-------- Record excerpts

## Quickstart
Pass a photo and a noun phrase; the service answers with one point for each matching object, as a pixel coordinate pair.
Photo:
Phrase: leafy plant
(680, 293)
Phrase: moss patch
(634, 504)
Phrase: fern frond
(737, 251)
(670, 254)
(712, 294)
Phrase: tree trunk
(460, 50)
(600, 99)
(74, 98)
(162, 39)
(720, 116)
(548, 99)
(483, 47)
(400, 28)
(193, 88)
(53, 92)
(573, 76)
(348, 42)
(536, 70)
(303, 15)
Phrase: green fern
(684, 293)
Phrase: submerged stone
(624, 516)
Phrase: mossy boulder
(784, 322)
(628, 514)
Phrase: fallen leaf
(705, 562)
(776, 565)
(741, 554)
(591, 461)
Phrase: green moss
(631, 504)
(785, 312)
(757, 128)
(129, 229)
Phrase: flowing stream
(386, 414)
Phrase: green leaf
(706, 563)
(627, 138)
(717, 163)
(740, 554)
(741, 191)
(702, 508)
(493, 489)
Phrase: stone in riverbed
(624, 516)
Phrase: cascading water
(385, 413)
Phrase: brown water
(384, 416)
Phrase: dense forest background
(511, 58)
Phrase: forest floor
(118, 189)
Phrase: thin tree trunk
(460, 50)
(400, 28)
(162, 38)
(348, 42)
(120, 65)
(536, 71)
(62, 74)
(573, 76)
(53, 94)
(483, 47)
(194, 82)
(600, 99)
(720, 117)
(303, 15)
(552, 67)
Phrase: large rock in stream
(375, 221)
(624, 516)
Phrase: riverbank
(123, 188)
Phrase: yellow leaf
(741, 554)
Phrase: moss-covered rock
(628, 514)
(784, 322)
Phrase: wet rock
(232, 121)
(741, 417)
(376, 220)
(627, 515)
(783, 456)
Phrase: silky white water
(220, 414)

----------------
-------- Record excerpts

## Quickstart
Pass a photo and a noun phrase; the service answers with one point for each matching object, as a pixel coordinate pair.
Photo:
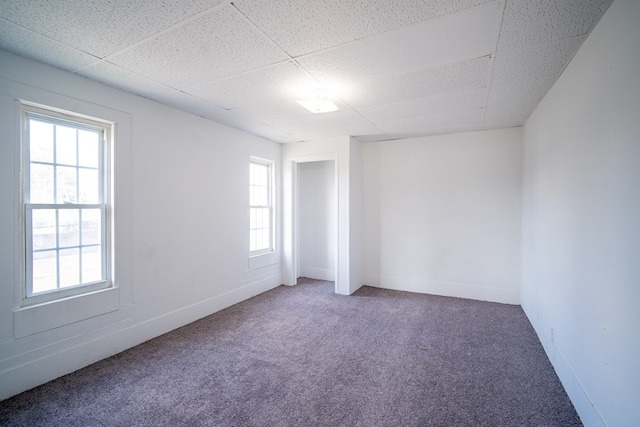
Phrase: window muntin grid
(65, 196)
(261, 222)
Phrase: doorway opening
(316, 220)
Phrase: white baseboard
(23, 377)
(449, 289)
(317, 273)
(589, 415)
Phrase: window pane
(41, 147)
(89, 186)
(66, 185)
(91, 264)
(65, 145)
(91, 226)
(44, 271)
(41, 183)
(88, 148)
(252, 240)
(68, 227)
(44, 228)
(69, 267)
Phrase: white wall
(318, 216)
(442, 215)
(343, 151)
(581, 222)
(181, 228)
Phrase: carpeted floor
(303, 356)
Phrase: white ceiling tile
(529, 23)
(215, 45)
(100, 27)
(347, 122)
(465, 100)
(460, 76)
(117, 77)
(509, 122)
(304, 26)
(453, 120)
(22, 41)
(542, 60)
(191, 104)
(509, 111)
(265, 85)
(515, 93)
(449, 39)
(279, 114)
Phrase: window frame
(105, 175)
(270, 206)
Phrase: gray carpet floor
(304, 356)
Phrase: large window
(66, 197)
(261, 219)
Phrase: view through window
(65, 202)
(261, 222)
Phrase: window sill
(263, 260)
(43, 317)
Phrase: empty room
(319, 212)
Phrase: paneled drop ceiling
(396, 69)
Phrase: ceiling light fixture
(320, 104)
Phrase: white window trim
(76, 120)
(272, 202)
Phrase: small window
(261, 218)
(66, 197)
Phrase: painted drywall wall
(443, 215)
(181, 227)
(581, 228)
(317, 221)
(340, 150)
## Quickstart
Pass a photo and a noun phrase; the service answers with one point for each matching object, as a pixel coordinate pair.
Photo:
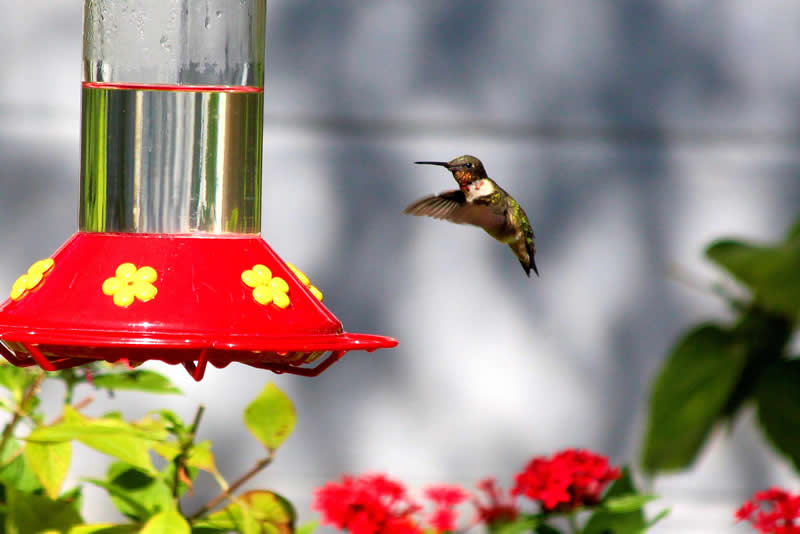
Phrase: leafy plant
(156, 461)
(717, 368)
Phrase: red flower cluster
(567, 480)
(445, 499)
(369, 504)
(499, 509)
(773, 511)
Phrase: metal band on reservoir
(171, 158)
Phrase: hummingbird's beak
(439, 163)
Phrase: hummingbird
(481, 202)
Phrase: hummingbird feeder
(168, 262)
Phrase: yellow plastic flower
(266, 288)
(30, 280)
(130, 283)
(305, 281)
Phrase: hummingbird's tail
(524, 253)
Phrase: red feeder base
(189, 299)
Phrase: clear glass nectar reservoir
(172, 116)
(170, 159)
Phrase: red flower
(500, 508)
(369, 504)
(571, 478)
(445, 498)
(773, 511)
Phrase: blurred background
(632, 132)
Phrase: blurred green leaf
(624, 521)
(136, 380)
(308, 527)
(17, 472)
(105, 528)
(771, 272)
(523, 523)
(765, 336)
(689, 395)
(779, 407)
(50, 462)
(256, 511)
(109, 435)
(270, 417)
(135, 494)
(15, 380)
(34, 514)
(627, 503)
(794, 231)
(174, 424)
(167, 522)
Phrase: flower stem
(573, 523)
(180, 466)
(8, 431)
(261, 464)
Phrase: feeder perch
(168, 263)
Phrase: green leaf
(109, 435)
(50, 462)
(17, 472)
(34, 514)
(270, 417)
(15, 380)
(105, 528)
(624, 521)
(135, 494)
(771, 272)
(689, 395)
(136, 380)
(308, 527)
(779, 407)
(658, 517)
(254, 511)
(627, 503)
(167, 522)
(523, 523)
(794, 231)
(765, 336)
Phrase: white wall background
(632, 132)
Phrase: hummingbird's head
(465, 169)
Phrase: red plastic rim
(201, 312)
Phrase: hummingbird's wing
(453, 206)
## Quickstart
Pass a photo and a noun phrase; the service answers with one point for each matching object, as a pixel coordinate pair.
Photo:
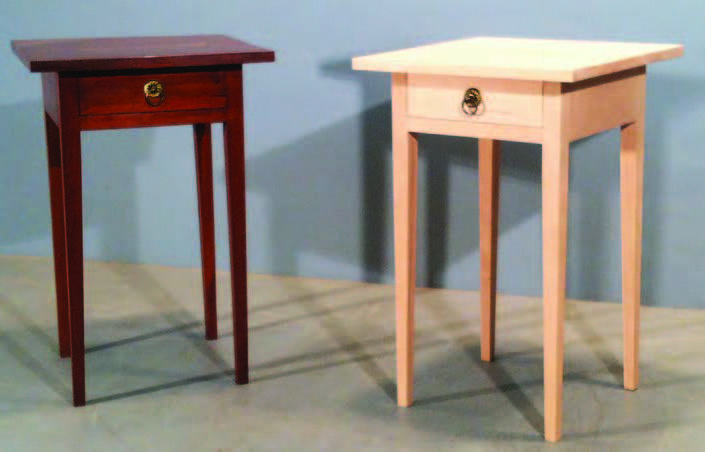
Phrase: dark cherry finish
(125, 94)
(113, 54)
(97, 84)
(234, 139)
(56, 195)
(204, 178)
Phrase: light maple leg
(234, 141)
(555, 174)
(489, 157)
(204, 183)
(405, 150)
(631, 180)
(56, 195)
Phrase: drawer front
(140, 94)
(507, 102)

----------------

## The problem
Pull out every line of the records above that contains the string "stream", and copy each one in full.

## Full output
Phrase: flowing stream
Phrase: large rock in stream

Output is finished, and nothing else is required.